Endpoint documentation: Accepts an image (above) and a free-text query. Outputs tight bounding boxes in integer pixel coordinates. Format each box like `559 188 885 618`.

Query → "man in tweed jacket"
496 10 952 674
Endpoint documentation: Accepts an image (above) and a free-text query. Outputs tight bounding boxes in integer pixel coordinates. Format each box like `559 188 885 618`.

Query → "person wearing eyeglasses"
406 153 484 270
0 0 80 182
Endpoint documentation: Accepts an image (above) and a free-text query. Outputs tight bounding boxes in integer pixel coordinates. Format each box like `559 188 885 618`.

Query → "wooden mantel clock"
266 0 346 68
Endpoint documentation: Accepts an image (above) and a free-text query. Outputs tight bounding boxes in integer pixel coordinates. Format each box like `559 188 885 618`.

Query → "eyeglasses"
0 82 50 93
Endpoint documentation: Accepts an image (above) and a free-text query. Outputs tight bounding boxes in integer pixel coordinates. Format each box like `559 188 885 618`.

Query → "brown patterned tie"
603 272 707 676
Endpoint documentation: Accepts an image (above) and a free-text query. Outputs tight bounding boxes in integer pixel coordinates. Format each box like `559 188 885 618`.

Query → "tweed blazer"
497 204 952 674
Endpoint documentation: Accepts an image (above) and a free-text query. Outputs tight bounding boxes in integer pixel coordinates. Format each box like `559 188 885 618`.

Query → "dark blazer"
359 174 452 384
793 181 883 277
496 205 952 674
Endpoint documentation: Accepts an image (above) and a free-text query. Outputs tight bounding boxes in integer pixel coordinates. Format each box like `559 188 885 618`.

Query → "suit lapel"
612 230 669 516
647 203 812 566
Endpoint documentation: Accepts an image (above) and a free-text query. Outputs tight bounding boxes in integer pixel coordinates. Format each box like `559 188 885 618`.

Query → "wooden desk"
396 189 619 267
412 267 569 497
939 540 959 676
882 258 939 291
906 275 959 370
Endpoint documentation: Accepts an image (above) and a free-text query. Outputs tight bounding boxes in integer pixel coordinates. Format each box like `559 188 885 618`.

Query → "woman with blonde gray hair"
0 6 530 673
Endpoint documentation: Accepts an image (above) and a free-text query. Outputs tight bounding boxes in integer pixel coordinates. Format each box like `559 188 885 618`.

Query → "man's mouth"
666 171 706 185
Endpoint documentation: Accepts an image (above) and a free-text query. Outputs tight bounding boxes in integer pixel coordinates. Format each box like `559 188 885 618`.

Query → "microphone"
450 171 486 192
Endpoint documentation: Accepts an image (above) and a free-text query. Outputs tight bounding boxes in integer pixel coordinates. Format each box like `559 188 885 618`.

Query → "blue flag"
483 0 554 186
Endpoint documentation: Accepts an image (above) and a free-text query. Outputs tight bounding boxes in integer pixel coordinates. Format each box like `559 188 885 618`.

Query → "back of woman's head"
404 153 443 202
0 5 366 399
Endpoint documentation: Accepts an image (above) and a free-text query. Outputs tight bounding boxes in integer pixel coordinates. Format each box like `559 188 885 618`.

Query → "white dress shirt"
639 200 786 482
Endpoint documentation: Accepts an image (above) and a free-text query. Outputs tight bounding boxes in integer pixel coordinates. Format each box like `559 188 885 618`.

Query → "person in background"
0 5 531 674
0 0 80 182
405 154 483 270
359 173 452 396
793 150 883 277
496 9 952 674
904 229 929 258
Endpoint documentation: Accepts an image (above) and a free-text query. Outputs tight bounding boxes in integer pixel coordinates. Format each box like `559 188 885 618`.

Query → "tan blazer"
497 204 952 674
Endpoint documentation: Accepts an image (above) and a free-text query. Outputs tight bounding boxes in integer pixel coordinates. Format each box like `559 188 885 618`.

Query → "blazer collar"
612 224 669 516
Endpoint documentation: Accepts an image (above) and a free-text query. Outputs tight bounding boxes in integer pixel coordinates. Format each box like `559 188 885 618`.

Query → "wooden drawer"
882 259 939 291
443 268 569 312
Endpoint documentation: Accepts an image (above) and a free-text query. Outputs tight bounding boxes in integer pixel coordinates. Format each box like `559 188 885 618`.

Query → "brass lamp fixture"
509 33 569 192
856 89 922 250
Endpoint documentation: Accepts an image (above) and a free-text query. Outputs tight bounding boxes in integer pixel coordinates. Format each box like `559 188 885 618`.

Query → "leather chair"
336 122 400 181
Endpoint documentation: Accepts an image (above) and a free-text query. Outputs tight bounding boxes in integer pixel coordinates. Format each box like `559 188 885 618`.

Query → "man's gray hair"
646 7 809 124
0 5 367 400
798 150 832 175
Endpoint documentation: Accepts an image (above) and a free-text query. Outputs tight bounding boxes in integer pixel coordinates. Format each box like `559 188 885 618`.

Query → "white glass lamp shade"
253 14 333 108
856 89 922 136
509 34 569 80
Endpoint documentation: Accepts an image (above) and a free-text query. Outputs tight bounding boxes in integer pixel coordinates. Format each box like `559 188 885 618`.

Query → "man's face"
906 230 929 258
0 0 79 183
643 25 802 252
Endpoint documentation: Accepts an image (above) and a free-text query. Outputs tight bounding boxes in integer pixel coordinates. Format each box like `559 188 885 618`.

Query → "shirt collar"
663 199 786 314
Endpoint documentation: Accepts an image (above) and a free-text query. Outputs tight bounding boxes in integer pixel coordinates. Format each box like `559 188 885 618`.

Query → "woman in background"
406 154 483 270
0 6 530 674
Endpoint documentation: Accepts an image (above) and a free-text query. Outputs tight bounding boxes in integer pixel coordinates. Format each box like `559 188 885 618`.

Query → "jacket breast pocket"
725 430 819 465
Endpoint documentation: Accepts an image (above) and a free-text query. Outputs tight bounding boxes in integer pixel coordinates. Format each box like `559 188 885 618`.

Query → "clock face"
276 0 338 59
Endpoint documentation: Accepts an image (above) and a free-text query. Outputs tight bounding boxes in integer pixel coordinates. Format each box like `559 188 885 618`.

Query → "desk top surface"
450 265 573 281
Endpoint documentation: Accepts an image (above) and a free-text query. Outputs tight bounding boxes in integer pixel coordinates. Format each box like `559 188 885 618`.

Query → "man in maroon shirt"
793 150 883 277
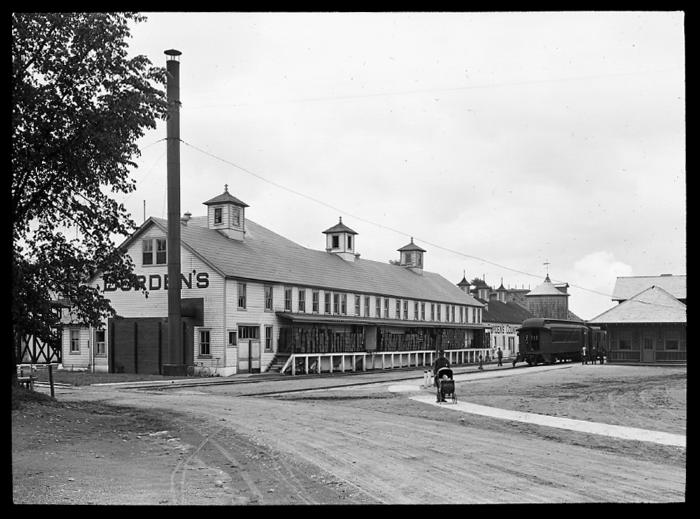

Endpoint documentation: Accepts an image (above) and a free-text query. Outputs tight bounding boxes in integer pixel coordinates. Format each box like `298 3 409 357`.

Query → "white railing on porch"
280 348 490 375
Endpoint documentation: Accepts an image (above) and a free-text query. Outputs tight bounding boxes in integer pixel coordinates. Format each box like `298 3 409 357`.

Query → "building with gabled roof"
588 284 687 362
612 274 687 304
64 187 485 375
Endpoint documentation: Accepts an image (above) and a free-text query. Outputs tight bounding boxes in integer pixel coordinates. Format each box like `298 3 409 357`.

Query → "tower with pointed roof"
323 216 360 261
397 237 425 274
204 184 248 241
525 274 570 319
457 272 471 294
496 278 508 303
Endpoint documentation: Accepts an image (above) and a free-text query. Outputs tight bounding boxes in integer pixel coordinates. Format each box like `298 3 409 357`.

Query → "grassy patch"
36 369 183 386
11 385 56 410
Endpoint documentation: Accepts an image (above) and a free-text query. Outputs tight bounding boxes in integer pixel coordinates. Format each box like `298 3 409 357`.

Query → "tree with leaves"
10 13 166 373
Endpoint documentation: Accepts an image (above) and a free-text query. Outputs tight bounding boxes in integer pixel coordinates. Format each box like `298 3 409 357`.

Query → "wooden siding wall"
527 296 569 319
607 324 686 351
63 226 481 373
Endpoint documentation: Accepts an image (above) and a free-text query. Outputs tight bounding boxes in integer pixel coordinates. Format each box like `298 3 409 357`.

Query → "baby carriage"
435 368 457 404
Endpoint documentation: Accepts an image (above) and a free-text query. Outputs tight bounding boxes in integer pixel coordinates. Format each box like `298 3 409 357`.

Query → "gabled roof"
471 278 491 289
457 276 470 287
204 188 250 207
588 286 687 324
396 238 425 252
323 216 357 234
525 274 570 297
612 275 687 301
481 300 535 324
145 217 482 306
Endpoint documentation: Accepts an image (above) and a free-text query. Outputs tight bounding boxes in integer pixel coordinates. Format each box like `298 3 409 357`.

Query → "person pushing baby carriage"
433 351 455 402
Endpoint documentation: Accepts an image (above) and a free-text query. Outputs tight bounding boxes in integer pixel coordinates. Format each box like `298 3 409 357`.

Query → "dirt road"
13 365 686 505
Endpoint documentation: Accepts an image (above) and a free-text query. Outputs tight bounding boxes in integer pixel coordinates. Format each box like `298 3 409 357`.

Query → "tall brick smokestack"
163 49 186 375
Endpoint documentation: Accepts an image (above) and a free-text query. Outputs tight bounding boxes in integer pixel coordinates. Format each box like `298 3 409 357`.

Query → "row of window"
214 206 241 227
617 337 680 351
238 282 481 323
69 326 272 355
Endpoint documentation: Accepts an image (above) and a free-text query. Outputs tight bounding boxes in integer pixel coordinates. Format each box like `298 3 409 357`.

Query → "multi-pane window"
311 290 318 314
664 337 680 350
265 326 272 351
156 238 168 265
199 330 211 355
230 205 241 227
141 240 153 265
238 283 246 308
95 330 106 355
299 288 306 312
70 328 80 353
265 285 272 311
238 326 260 340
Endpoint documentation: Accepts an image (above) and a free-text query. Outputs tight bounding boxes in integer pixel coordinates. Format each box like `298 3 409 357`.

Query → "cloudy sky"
122 12 686 319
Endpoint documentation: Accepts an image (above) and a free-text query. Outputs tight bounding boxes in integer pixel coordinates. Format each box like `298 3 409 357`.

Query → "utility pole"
163 49 186 375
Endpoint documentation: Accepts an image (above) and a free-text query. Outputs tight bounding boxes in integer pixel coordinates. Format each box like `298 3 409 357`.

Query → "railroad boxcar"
513 318 606 365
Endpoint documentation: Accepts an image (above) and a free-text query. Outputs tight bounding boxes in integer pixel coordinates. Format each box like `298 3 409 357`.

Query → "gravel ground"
12 364 687 505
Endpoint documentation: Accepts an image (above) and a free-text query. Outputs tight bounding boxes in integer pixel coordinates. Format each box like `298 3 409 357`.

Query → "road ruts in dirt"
166 417 374 505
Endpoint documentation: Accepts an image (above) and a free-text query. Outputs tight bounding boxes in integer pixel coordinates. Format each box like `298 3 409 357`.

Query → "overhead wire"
180 139 674 308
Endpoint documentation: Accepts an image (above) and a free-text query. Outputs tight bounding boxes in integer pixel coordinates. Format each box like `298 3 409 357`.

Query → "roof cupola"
323 216 360 261
397 237 425 274
204 184 248 241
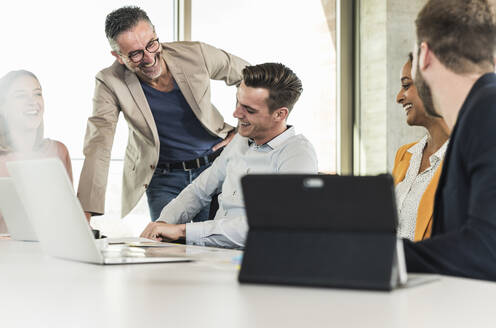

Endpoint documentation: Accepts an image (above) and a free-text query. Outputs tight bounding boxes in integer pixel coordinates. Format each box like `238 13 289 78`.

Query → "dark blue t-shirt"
140 81 222 165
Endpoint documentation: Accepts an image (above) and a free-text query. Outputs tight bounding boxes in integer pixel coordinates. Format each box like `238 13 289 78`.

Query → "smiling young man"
78 7 247 221
404 0 496 281
141 63 317 248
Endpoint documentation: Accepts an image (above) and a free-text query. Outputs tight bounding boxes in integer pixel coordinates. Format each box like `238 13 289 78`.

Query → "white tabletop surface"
0 240 496 328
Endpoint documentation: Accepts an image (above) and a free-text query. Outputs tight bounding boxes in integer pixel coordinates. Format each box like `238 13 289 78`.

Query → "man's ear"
110 50 124 65
418 41 434 72
273 107 289 122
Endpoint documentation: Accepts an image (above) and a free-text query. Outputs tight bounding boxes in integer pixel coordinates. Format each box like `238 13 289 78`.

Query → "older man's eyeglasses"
121 38 160 64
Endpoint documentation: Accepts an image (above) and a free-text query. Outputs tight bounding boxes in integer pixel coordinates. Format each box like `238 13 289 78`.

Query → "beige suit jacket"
78 42 248 217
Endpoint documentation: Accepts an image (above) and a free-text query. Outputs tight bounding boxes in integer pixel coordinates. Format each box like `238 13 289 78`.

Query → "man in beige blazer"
78 7 248 220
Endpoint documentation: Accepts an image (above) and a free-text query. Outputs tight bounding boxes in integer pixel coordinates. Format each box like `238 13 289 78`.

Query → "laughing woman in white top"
393 53 450 241
0 70 72 233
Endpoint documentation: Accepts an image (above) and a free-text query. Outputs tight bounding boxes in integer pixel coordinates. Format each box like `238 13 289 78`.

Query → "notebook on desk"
7 158 190 264
0 178 38 241
239 175 434 290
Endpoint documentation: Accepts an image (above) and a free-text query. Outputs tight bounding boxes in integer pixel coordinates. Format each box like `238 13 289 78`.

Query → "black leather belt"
157 147 224 171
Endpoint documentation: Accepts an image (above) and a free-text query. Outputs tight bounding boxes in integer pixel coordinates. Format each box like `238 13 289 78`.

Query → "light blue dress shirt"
158 127 318 248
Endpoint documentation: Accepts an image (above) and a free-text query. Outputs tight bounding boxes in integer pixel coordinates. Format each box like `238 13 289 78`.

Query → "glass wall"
191 0 336 172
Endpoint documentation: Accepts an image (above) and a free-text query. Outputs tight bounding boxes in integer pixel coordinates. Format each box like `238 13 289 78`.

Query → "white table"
0 240 496 328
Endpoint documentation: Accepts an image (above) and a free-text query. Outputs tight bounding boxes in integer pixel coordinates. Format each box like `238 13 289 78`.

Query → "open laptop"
7 158 191 264
0 178 38 241
239 174 433 290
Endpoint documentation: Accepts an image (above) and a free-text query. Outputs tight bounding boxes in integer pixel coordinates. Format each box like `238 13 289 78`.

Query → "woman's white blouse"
396 136 449 240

Task details> Copy the items word for word, starting with the first line and going on through the line with "496 10 952 674".

Solution for this task>
Endpoint documentation: Accepts an image (above) and a free-text query. Outputs tight bounding boxes in integer pixel coordinates. Format each box like `559 188 885 618`.

Query → "man in tweed jacket"
496 10 952 674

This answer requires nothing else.